# [EXERCISE AIM]
Please extract the records starting at the line that contains "Outline every instance of the speckled" and ending at the line that contains "287 296 L 331", both included, and copy them without any changes. Leave the pictures out of your answer.

--------------------

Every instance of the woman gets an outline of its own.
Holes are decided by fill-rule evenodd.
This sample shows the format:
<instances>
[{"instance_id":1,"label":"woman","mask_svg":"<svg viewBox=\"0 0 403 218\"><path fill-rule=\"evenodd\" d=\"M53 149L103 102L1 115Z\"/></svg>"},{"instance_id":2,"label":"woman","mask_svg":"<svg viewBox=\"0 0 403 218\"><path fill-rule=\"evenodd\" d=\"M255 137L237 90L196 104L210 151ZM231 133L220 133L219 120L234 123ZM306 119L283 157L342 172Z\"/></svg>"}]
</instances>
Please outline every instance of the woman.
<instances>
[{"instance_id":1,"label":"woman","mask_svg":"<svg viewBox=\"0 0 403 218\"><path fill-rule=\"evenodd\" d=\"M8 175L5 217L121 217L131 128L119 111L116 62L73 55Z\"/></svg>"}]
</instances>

--------------------

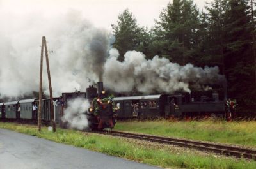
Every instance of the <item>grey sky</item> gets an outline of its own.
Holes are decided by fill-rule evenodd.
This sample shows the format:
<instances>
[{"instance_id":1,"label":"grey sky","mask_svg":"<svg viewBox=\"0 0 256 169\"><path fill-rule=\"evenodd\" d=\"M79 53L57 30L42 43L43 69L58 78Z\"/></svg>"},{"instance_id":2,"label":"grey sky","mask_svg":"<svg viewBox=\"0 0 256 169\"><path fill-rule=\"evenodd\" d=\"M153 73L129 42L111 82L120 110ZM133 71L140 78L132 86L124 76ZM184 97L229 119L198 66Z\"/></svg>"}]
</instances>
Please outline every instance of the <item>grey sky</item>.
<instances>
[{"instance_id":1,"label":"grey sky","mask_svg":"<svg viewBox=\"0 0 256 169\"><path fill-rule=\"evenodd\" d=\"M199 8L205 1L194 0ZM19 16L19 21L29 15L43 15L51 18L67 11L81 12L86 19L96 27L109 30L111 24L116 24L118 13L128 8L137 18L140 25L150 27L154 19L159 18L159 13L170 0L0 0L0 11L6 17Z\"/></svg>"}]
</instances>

--------------------

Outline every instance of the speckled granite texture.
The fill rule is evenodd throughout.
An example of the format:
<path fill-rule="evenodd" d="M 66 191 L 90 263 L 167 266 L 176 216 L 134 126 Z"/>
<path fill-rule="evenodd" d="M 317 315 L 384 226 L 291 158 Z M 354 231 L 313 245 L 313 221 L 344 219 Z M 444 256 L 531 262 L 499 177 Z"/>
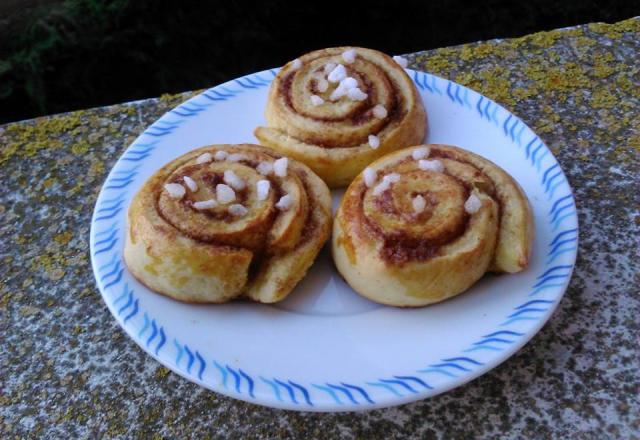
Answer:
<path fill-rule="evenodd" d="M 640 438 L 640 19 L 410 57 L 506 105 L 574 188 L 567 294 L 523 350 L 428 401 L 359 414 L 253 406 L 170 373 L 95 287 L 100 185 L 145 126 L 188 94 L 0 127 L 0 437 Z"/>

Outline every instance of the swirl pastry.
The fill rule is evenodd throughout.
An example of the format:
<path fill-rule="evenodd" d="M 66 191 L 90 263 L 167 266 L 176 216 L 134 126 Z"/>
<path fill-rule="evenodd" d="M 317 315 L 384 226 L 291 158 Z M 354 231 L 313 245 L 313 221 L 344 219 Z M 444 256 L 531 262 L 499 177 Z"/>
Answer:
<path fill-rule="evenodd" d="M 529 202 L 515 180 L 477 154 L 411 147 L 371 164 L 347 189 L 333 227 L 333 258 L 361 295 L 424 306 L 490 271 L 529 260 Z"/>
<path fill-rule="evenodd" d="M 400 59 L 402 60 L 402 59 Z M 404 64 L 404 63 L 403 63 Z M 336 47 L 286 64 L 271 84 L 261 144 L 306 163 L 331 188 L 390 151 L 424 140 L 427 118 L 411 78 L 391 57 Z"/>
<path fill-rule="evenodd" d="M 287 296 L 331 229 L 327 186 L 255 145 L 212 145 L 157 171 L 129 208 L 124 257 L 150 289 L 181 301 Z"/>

--------------------

# [THE RESULT]
Outline every instance of the speckled granite texture.
The fill rule is evenodd throughout.
An example of the format:
<path fill-rule="evenodd" d="M 66 191 L 90 263 L 167 266 L 176 216 L 134 126 Z"/>
<path fill-rule="evenodd" d="M 317 315 L 384 226 L 291 158 Z M 354 231 L 313 245 L 313 221 L 344 219 Z M 444 256 L 531 262 L 499 177 Z"/>
Answer:
<path fill-rule="evenodd" d="M 640 438 L 640 19 L 410 57 L 506 105 L 574 188 L 567 294 L 523 350 L 428 401 L 359 414 L 253 406 L 170 373 L 95 287 L 100 185 L 145 126 L 188 94 L 0 127 L 0 437 Z"/>

Outline every instance of the swirl pastry.
The fill rule is evenodd throughout.
An example of the format:
<path fill-rule="evenodd" d="M 66 191 L 90 263 L 167 266 L 176 216 L 134 126 Z"/>
<path fill-rule="evenodd" d="M 317 315 L 384 226 L 291 158 Z M 354 231 L 313 245 L 313 221 L 344 219 Z M 444 256 L 531 262 L 499 177 Z"/>
Answer:
<path fill-rule="evenodd" d="M 529 202 L 515 180 L 477 154 L 411 147 L 371 164 L 347 189 L 333 227 L 333 258 L 361 295 L 424 306 L 490 271 L 529 260 Z"/>
<path fill-rule="evenodd" d="M 400 59 L 402 60 L 402 59 Z M 404 64 L 404 63 L 403 63 Z M 336 47 L 286 64 L 271 84 L 261 144 L 306 163 L 331 188 L 390 151 L 424 140 L 427 118 L 411 78 L 391 57 Z"/>
<path fill-rule="evenodd" d="M 287 296 L 331 229 L 327 186 L 255 145 L 212 145 L 157 171 L 129 208 L 124 257 L 150 289 L 181 301 Z"/>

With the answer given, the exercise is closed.